━━━━━ Raw data ━━━━━
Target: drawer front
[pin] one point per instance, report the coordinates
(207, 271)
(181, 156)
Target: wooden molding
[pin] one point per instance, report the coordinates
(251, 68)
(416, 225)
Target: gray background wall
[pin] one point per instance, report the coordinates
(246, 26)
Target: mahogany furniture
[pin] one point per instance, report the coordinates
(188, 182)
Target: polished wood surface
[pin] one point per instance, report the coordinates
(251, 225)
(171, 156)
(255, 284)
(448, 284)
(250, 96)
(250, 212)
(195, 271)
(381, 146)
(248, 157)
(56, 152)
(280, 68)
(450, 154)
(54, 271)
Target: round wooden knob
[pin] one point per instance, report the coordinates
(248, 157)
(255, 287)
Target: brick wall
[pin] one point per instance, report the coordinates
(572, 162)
━━━━━
━━━━━ Raw data ━━━━━
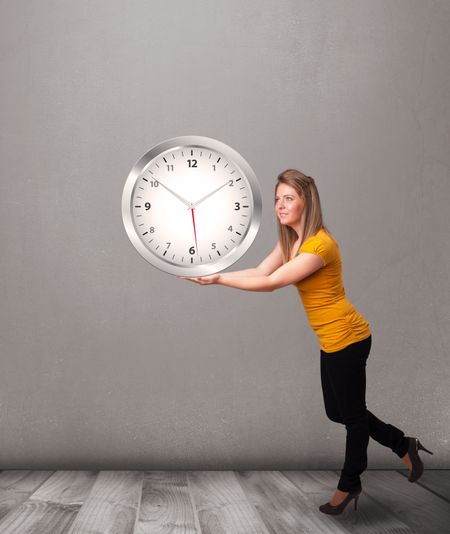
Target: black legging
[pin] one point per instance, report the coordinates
━━━━━
§ Aim of the task
Nothing but the lines with "wall" should be returned, copied from the entries above.

§ Reply
Target: gray background wall
Target: brick wall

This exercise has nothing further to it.